Task prompt | Pick out every line in the rows below that contains the word "instance" and copy each one. Case counts.

Items stored from a collection:
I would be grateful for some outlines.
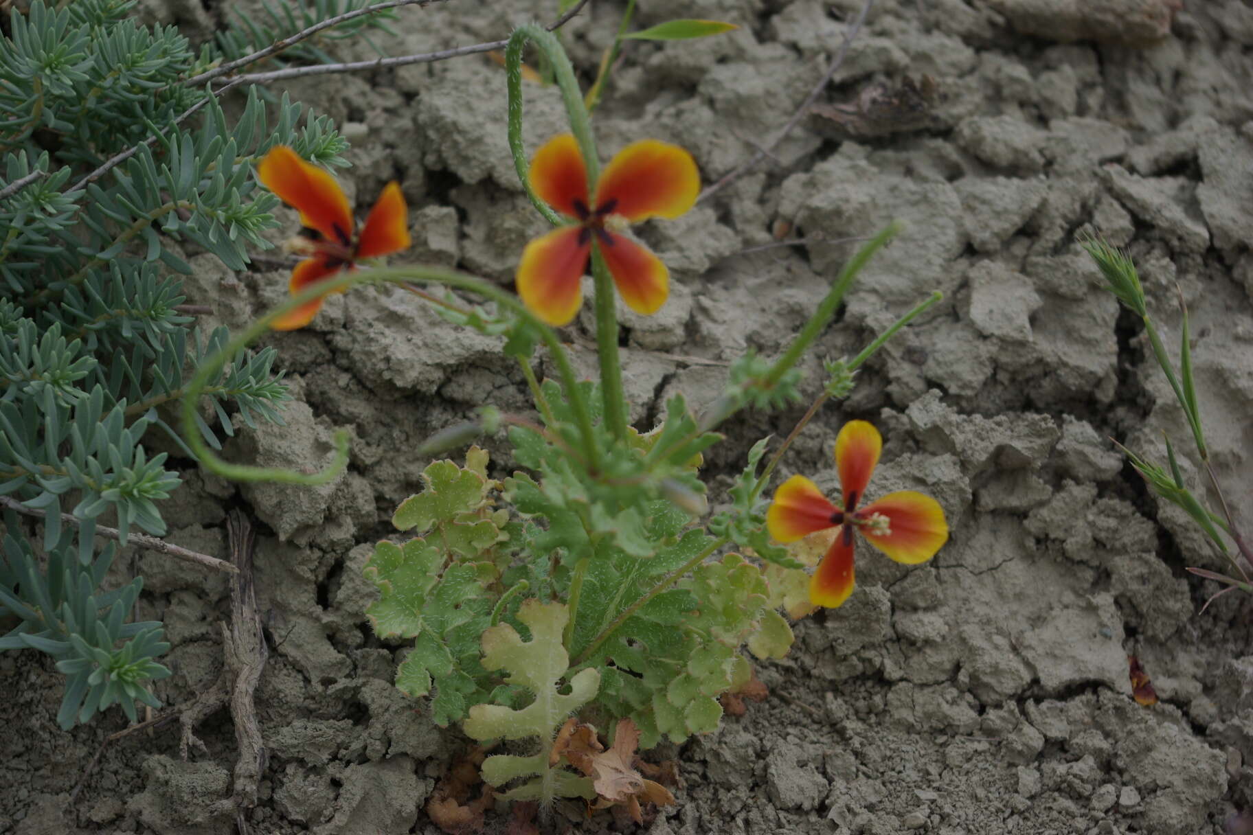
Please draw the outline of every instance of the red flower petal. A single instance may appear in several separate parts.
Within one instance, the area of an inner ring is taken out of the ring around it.
[[[405,195],[396,183],[383,187],[382,194],[361,228],[361,240],[357,242],[357,258],[377,258],[390,255],[401,249],[408,249],[412,242],[408,237],[408,207]]]
[[[868,518],[873,513],[887,517],[888,533],[876,535],[870,526],[862,527],[862,533],[867,542],[897,562],[926,562],[949,541],[944,508],[930,496],[912,489],[888,493],[861,508],[857,516]]]
[[[878,429],[866,421],[850,421],[836,436],[836,468],[840,471],[840,488],[845,496],[845,508],[852,510],[866,494],[883,438]],[[850,506],[852,497],[852,506]]]
[[[834,527],[836,506],[804,476],[792,476],[774,491],[766,511],[766,528],[778,542],[796,542],[814,531]]]
[[[526,244],[516,275],[523,303],[548,324],[569,324],[583,304],[580,279],[590,255],[583,227],[563,227]]]
[[[301,223],[327,240],[352,240],[352,209],[343,189],[328,173],[306,163],[287,145],[274,145],[257,165],[257,175],[283,203],[301,213]]]
[[[531,188],[550,207],[570,218],[586,217],[588,169],[571,134],[554,136],[535,151],[530,178]]]
[[[613,232],[604,232],[598,243],[626,307],[644,315],[657,313],[670,295],[670,270],[662,259],[648,247]]]
[[[809,602],[836,608],[853,593],[853,538],[850,528],[841,528],[827,556],[809,578]]]
[[[596,205],[632,223],[653,217],[677,218],[697,202],[700,173],[692,154],[678,145],[644,139],[609,160],[596,184]]]
[[[342,269],[342,265],[331,267],[321,258],[306,258],[301,263],[296,264],[296,268],[292,270],[292,278],[287,283],[287,289],[291,290],[292,295],[296,295],[309,284],[322,280],[328,275],[335,275]],[[284,313],[271,322],[269,327],[274,330],[294,330],[297,328],[303,328],[313,320],[315,315],[317,315],[317,312],[322,308],[323,298],[326,297],[320,295],[312,302]]]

Solution for this exercise |
Please draw the outline of every instance of the red flower petal. A single instance may appear in several separate parts.
Within one instance, the area of an inner ring is taken out of the ring around it.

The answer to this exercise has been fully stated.